Extrait —
*****
Edito – Journée de l’ACCompagnement et de l’action médico-sociale (JACC 2021)

Après Max Weber et Martin Heidegger, Hartmut Rosa prolonge la tradition allemande d’une réflexion sur la modernité et la place occupée par la technique dans les sociétés humaines. D’après lui, l’accès toujours plus grand à des ressources comme les moyens de transport, de communication, de connaissance n’a pas rassuré l’homme dans son désir de contrôle et de mise à disponibilité du monde. Au contraire, jamais nous n’avons semblé aussi préoccupés par notre manque de temps, notre incapacité à vivre vraiment les choses, toujours tendus vers le besoin de plus, plus vite, avec le moins d’obstacles possibles. Au détachement provoqué par cette accélération, à la dévitalisation des liens, il propose de ne pas répondre par le seul ralentissement mais par la résonance, cette forme d’être-en-lien qui écoute et ressent, est affecté, touché, ouvre à du possible, de l’improvisé, du non paramétrable.

La réflexion d’ H. Rosa est au coeur d’une intervention de la Journée de l’ACCompagnement et du médico-social (JACC1C) . Les réponses qu’il apporte à l’accélération productiviste de nos existences, aux formes modernes de l’aliénation sociale, font écho aux questions de résonances qui sont à l’oeuvre dans tout le travail d’accompagnement et de réhabilitation.

Pair et lien

Chaque intervention de la journée se dispose en pétale autour de ce coeur, de ce noyau de résonance qui aide à établir une relation de soin, à rétablir une relation de vie sociale avec des moyens à inventer. L’autostigmatisation, processus par lequel la personne peut déconsidérer son statut du fait de son trouble, est un élément important de la fragilisation d’existence sur lequel on peut agir (JACC1A) et qui nous impose une réflexion sur la représentation de la maladie et des soins véhiculée par les soignants eux-mêmes.

Le travail de soutien par les pairs en est un autre, concret, qui ne promeut pas seulement le lien mais le développe, crée des opportunités de vie sociale, comme les groupes d’entraide mutuelle ou les “clubhouse” dont on assiste au développement dans toute la France (JACC1D).

Tous sous la toile

La recherche sur les effets des soins s’est ouverte à une exploration méthodique des vécus et des appréciations des soins par les patients eux mêmes (JACC1B). On en aura une illustration par l’analyse qualitative d’un programme de suivi socio-sanitaire orienté vers le rétablissement pour des patients schizophrènes, appuyé sur des projets où l’implication de la personne, la prise de décision partagée illustrent l’importance accordée à la résonance entre les parties (JACC2B).

Enfin la logique et la pratique du réseau, du maillage des partenaires constitue le véritable enjeu collectif à tous les niveaux de l’accompagnement (JACC2A, JACC2C), y compris l’insertion professionnelle (JACC2D).

Un programme en forme de fleur que chacun peut venir butiner pour revenir à sa ruche institutionnelle chargé d’un miel nourrissant la vie de tous les dispositifs concernés par ce travail minutieux, discret, rhizomatique, généreux, essentiel.
*****
Entrées du jeu de données —
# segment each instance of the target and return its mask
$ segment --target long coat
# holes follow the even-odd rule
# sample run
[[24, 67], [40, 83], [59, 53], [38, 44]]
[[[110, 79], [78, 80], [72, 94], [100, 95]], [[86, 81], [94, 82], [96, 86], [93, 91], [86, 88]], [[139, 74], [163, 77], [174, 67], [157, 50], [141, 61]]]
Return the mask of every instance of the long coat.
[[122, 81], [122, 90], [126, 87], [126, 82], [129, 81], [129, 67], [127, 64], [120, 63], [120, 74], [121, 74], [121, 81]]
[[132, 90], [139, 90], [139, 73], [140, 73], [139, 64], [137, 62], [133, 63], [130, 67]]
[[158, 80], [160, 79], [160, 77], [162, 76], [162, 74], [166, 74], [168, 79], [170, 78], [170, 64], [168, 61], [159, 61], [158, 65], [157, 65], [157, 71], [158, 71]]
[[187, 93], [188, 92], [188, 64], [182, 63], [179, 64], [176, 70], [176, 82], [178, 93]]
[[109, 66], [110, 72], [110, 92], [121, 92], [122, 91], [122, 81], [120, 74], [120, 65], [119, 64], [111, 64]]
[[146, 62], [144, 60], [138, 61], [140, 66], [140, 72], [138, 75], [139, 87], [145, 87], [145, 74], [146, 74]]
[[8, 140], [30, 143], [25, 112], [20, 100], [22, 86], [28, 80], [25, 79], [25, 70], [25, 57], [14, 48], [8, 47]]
*****
Consignes de l'exercice —
(a) Recopiez fidèlement le passage de l'éditorial qui va de « Pair et lien » à « la France (JACC1D). ».
(b) D'après l'éditorial, par quoi Hartmut Rosa propose-t-il de répondre au détachement provoqué par l'accélération, plutôt que par le seul ralentissement ?

Réponses attendues —
(a)
Pair et lien

Chaque intervention de la journée se dispose en pétale autour de ce coeur, de ce noyau de résonance qui aide à établir une relation de soin, à rétablir une relation de vie sociale avec des moyens à inventer. L’autostigmatisation, processus par lequel la personne peut déconsidérer son statut du fait de son trouble, est un élément important de la fragilisation d’existence sur lequel on peut agir (JACC1A) et qui nous impose une réflexion sur la représentation de la maladie et des soins véhiculée par les soignants eux-mêmes.

Le travail de soutien par les pairs en est un autre, concret, qui ne promeut pas seulement le lien mais le développe, crée des opportunités de vie sociale, comme les groupes d’entraide mutuelle ou les “clubhouse” dont on assiste au développement dans toute la France (JACC1D).

(b) Par la résonance, cette forme d'être-en-lien qui écoute et ressent.